Exercise:
Using the interview excerpt, answer each question on its own line:
(a) What debate does the speaker say happens broadly in the Native community?
(b) What words does the speaker quote from either Mormon or Moroni?
(c) According to Morgan Jones, what two kinds of work has the speaker's career been devoted to?

Provided text:
+---+

We sometimes think about—and I know this debate happens broadly in the Native community—whether Christianity is the religion of the conqueror, and so to un-conquer yourself, you have to put off Christianity, embrace only indigenous teachings, and reject Christianity because of the violence that has been done in its name. Part of the Book of Mormon's message to me, then, for Native people is a message of healing. When—I forget if it was Mormon or Moroni—he says, "Know ye that ye are of the house of Israel," specifically talking to the remnant that would be preserved. And to the extent that that feels like me through that inheritance, then it helps me to know that Christianity is an indigenous religion in that sense. It is that the Savior came among the people here in the Americas, He taught the gospel, and He remembers the promises that were made to those prophets who sought diligently that the remnant would be blessed by the record. To me, that feels like me. I feel blessed by the record. It helps me to understand the breadth of the Lord's love and also that He does remember all the promises that He makes and keeps them, even when it takes generations and generations.

Morgan Jones  10:43
That's beautiful. Thank you so much for sharing that. I'd like to talk a little bit about how that heritage and your upbringing led to your interest in civil rights. So you have devoted your career to both practicing as a civil rights attorney, and then teaching as a professor at BYU. Is that right?

+---+

Data entries:
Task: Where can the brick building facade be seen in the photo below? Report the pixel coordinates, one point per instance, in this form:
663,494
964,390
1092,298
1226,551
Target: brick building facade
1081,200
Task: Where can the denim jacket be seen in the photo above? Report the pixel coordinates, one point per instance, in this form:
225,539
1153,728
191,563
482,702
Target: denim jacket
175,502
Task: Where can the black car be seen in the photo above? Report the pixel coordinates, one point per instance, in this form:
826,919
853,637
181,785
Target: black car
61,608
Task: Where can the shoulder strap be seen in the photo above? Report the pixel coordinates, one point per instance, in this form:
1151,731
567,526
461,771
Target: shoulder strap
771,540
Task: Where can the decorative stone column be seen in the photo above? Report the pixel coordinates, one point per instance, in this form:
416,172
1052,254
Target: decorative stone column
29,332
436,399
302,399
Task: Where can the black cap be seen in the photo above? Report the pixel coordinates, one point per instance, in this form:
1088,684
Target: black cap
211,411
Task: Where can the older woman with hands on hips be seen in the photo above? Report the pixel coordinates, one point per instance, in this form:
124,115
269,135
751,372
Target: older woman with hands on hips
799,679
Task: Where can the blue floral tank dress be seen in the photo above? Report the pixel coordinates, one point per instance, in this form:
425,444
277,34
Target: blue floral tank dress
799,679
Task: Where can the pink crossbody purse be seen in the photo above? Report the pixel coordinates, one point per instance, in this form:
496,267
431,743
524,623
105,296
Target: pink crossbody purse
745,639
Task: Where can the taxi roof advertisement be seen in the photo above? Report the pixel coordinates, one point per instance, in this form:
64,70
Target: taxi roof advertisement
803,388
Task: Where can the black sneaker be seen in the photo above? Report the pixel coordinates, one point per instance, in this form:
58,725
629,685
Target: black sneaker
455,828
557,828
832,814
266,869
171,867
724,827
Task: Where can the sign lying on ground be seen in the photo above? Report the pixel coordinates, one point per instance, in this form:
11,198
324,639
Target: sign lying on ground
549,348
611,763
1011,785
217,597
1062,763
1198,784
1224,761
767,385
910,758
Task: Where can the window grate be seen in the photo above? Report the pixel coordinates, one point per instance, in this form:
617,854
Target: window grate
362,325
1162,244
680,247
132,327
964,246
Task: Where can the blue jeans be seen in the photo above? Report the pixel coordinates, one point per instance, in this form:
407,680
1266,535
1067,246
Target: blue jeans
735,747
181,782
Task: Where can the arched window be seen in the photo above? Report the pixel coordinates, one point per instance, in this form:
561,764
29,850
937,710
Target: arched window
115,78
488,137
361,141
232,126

+---+

Right answer:
(a) Whether Christianity is the religion of the conqueror, so that to un-conquer yourself you have to put off Christianity, embrace only indigenous teachings, and reject it because of the violence done in its name.
(b) "Know ye that ye are of the house of Israel."
(c) Practicing as a civil rights attorney and teaching as a professor at BYU.